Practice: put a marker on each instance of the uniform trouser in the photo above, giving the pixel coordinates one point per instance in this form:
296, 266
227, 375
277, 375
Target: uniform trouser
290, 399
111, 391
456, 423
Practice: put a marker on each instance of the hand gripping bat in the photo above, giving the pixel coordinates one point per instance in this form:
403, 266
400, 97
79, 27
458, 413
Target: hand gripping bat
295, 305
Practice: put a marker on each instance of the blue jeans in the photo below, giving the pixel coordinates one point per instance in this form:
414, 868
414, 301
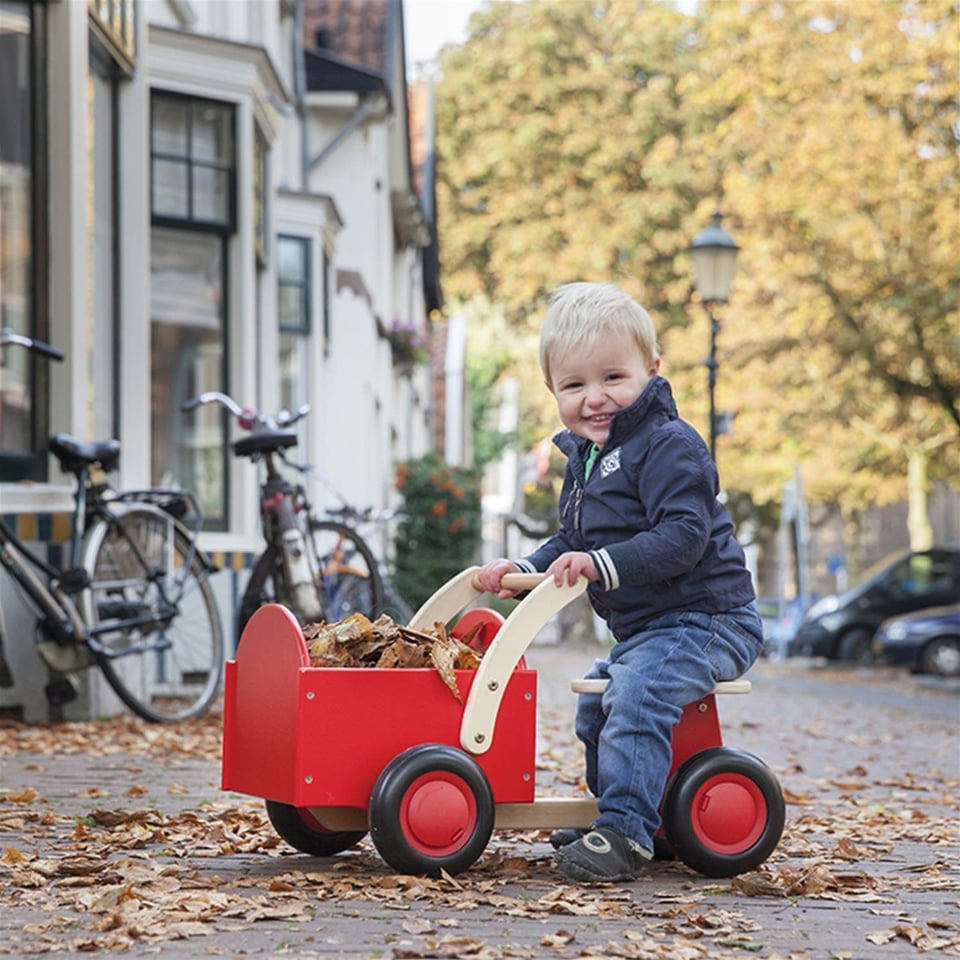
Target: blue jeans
675, 660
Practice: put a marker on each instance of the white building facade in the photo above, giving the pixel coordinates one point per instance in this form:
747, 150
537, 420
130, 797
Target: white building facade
191, 201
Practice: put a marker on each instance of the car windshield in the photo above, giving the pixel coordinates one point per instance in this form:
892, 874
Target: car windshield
875, 569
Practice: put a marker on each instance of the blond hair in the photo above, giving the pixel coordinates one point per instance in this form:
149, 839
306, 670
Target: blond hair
578, 314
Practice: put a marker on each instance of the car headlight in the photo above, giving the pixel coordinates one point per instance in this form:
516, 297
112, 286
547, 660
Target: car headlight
832, 621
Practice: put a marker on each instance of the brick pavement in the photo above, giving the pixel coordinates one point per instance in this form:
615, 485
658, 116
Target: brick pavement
868, 759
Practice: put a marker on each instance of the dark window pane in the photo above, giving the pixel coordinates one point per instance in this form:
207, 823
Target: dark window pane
171, 194
212, 139
16, 240
169, 126
187, 357
210, 195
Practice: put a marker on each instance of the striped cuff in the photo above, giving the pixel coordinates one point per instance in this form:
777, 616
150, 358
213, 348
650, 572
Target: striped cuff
609, 578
• • • •
Task to complete. Your copy should match the entries exactly, minus the pictures.

Correct output.
Practice: put a marker on each instance of the uniform trouser in the photo above, giving the pixel coordinates one point per instance in this form:
296, 266
227, 375
277, 375
Target: uniform trouser
290, 399
111, 391
456, 423
Practice: put a marker on each instance of the hand gripping bat in the photo above, giving the pixel coordinates one point per instance in this form:
403, 266
400, 97
79, 27
458, 413
Target: hand gripping bat
295, 305
Practice: put a marker on each instance of the blue jeans in the photo below, giving the pixel coordinates one point per instance in this form:
414, 868
414, 301
Target: blue jeans
675, 660
Practice: put a marker on each instance of the white building facade in the photo above, giving the pixel coordinates one point per instance in this form:
747, 150
537, 420
130, 797
Target: white building facade
191, 201
Practice: put a marker on each instance of the car windshield in the photo above, giving the pixel coordinates one point per instance in this form:
892, 874
Target: car windshield
875, 569
Practice: put a marker on each instance of the blond hair in the photo above, giving the pixel coordinates one point per instance in this form:
149, 839
306, 670
Target: blond hair
578, 314
Practice: put a marker on each instance of the car headlight in the photo above, giving the pixel coordinates one point per instance in this form:
516, 297
112, 286
547, 660
Target: car headlight
832, 621
Practice: put a marker on each instance of the brick pavement in the photo above, giving the pixel coordinates one point per instance in this form:
615, 485
658, 116
Target: brick pavement
868, 759
Practice: put a marker on each instance of the dark window pane in the photo above, giving the pixel coordinates one point per instance in this form:
207, 823
Target: dark window pane
171, 194
212, 139
16, 240
169, 126
187, 357
210, 195
Practice: put a marker on each instance of the striped cuff in the photo above, giving the pixel coordinates one point per instance in this form:
777, 616
150, 358
213, 348
650, 572
Target: striped cuff
609, 578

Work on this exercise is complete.